[The problem]: Swap "overcast sky" for "cloudy sky" in the entries starting at the line containing "it: point(153, 182)." and ending at the line containing "point(95, 125)", and give back only those lines with nothing else changed.

[Stored rows]:
+ + + + + + +

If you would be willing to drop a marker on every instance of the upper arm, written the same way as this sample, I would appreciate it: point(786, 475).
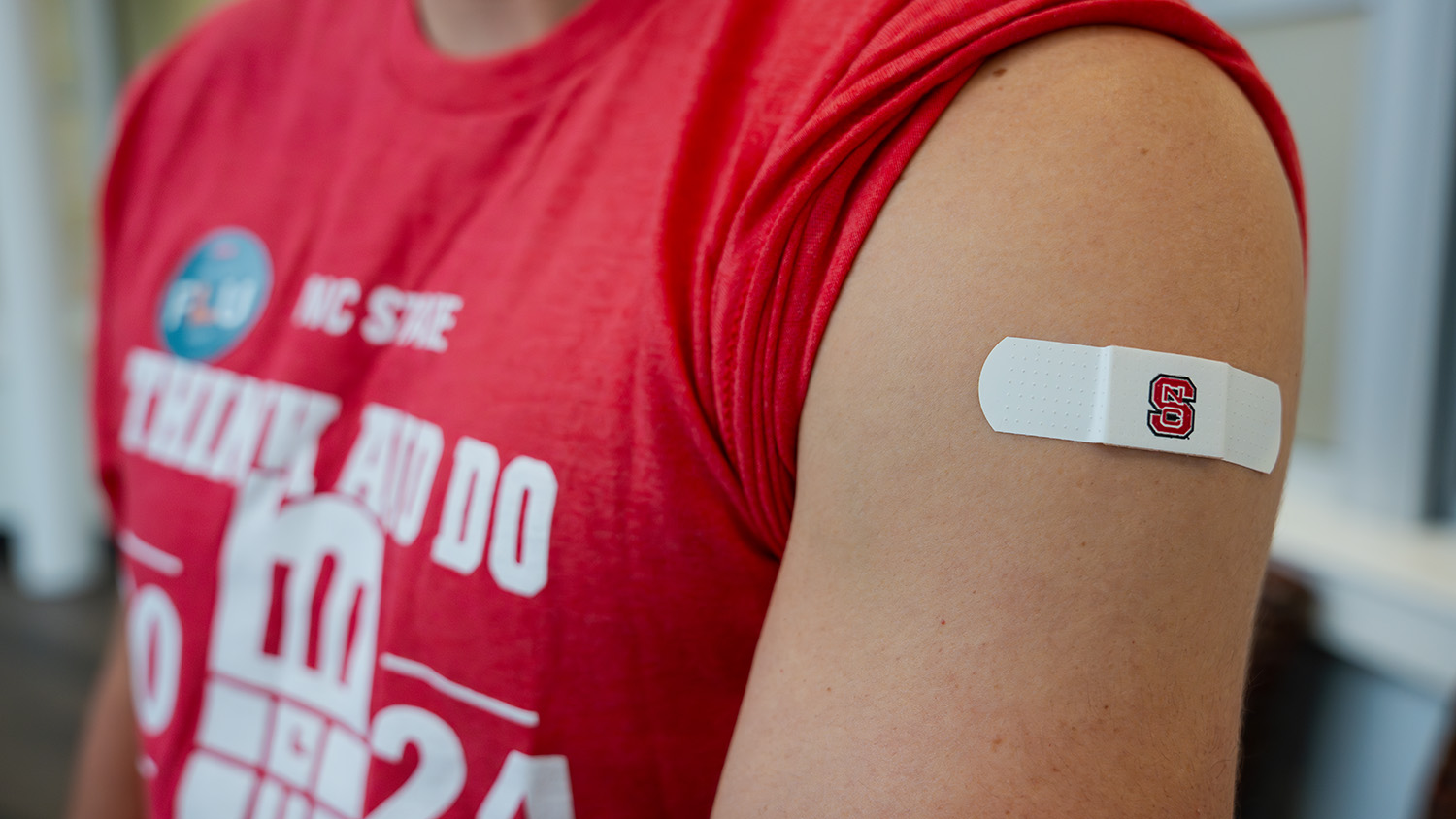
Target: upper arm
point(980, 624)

+ + + + + + +

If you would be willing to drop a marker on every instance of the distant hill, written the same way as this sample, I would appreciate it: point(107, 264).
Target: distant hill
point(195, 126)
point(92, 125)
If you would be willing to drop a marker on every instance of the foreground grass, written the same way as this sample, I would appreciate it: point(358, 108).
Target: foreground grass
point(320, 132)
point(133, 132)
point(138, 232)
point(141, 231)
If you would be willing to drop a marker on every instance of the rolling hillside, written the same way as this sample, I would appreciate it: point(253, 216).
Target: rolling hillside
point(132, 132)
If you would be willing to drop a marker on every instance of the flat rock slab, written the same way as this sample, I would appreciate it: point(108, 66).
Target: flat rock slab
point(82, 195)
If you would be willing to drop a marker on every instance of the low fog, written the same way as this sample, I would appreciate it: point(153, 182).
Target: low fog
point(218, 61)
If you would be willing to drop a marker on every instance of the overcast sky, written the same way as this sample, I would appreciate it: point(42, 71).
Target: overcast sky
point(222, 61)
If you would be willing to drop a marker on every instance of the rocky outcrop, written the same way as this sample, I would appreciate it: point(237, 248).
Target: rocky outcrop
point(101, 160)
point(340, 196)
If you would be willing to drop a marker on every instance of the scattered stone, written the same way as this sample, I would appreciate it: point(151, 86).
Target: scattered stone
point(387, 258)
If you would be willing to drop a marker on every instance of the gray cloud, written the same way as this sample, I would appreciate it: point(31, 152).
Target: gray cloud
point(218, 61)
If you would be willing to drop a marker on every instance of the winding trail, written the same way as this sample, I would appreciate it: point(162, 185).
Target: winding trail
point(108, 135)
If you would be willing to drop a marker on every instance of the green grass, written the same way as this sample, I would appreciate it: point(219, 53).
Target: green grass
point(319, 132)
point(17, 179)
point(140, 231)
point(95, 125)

+ + + + + + +

[Exercise answer]:
If you would be willing to drop a marker on every instance of the low fog, written the same way as this sample, I would appreciate it: point(153, 182).
Target: low fog
point(218, 61)
If you would be willing to drop a marker on every instance of the cloudy sky, written the same way as this sample, I would appreciate it: point(42, 71).
Target: cloudy sky
point(222, 61)
If you would be willing to drop a marker on every instance of the rocky outcrop, written the same way as this sample, I would appreciate it: point(237, 248).
Target: rocky outcrop
point(101, 160)
point(340, 196)
If you would be willing to drop a marker on every instance of the scattered stone, written the same way as this sample, I would appreciate it: point(151, 86).
Target: scattered stone
point(387, 258)
If you would be willing to drop a marker on every instance of the gray cloud, written the same way as this sample, I would appreciate it: point(31, 152).
Target: gray cloud
point(218, 61)
If you would be willing to drop a marker on every instance of the winding trail, written the same way as this sample, I would appreciate it: point(162, 185).
Target: winding trail
point(108, 135)
If you would be willing to drop a marker on every instance of the green grass, written the same way as this sample, I would appreciate it: point(219, 53).
Target: green grass
point(319, 132)
point(17, 179)
point(140, 231)
point(95, 125)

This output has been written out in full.